*Things to do*.
- a) In the reply about BPD, what kind of study was the 1993 study?
- b) State whether each statement below agrees with the reply about BPD, answering yes or no and quoting the deciding words of the reply: (i) The 1993 study found that half of the spousal batterers have BPD. (ii) The writer mentioned the 2008 and 2012 studies in the 2012 post. (iii) The reply says it is common for a high functioning BPDer to stay in a therapy program long enough to make a real difference.
- c) From the reply about BPD, reproduce everything from "Yes, those behaviors" down to "something very different.".

━━━━━ Passage ━━━━━

As I discussed with you in my 2012 post, the _physical_ abuse of a spouse or partner has been found to be strongly associated with BPD. I noted in that post that one of the first studies showing that link is a 1993 hospital study of spousal batterers. It found that nearly all of them have a personality disorder and half of them have BPD. Although I did not mention it to you then, I have since found a _*2008 study*_ and a _*2012 study*_ that also find a strong association between violence and BPD. 



> My wife is all about emotions, she acts how she feels.


If she has strong BPD traits, this behavior is to be expected. Because a BPDer never learned the skill of regulating her own emotions, she will frequently experience feelings so intense that she will be convinced they MUST be true. To a BPDer, then, intense feelings constitute self evident "facts" that you cannot dispel with logic or evidence to the contrary.



> She is very verbally abusive and has been for years. Name calling, raging, contempt, accusations, withholding affection and sex (we had sex about every 6 or 8 months for years).


Yes, those behaviors are warning signs for BPD. 



> I have hopes that my wife might come to some sort of epiphany.... that my wife would see her part in all this and see how her actions impacted me and my actions.


If she is a BPDer (i.e., has strong BPD traits), I would be surprised if the chances of her doing that are as large as 1%. BPD is ego-syntonic, i.e., the thought distortions are invisible to the BPDer because she's been thinking in that manner since early childhood. It therefore is rare for a high functioning BPDer to have sufficient self awareness and ego strength to stay in a therapy program long enough to make a real difference.



> My wife interprets things very differently. For example, my dad comes over for Christmas and asks my son where he is working. That simple inquiry by a grandfather becomes something very different.


There is a reason BPD is called a "thought disorder." As I said above, the BPDer's inability to regulate her own emotions results in such intense feelings that her perception of other peoples' intentions and motivations is distorted. Of course, everybody on the planet experiences these thought distortions every time we get very angry or very infatuated with someone. And, when that happens, our judgment goes out the window because it is distorted by the intense feelings.

━━━━━ Dataset ━━━━━

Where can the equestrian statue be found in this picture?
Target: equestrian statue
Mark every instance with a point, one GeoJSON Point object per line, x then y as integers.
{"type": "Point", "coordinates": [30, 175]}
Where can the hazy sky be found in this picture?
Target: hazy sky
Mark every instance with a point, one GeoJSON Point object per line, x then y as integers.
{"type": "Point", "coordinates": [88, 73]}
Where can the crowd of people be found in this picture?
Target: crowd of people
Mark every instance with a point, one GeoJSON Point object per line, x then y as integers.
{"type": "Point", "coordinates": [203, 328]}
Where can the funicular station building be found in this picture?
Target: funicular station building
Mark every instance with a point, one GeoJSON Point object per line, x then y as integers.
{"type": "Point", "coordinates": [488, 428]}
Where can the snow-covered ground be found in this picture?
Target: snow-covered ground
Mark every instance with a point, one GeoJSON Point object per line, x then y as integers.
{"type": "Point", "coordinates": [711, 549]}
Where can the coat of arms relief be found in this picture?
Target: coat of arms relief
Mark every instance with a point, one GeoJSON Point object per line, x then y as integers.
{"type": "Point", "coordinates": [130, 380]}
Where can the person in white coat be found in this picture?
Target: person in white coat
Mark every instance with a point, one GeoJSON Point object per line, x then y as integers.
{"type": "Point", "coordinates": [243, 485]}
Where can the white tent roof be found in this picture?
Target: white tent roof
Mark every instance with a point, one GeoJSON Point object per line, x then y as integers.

━━━━━

*Task-by-task results*.
- a) It was a hospital study of spousal batterers.

- b)
(i) Yes: "half of them have BPD."
(ii) No: "I did not mention it to you then"
(iii) No: "It therefore is rare for a high functioning BPDer to have sufficient self awareness and ego strength to stay in a therapy program long enough to make a real difference."

- c)
Yes, those behaviors are warning signs for BPD. 



> I have hopes that my wife might come to some sort of epiphany.... that my wife would see her part in all this and see how her actions impacted me and my actions.


If she is a BPDer (i.e., has strong BPD traits), I would be surprised if the chances of her doing that are as large as 1%. BPD is ego-syntonic, i.e., the thought distortions are invisible to the BPDer because she's been thinking in that manner since early childhood. It therefore is rare for a high functioning BPDer to have sufficient self awareness and ego strength to stay in a therapy program long enough to make a real difference.



> My wife interprets things very differently. For example, my dad comes over for Christmas and asks my son where he is working. That simple inquiry by a grandfather becomes something very different.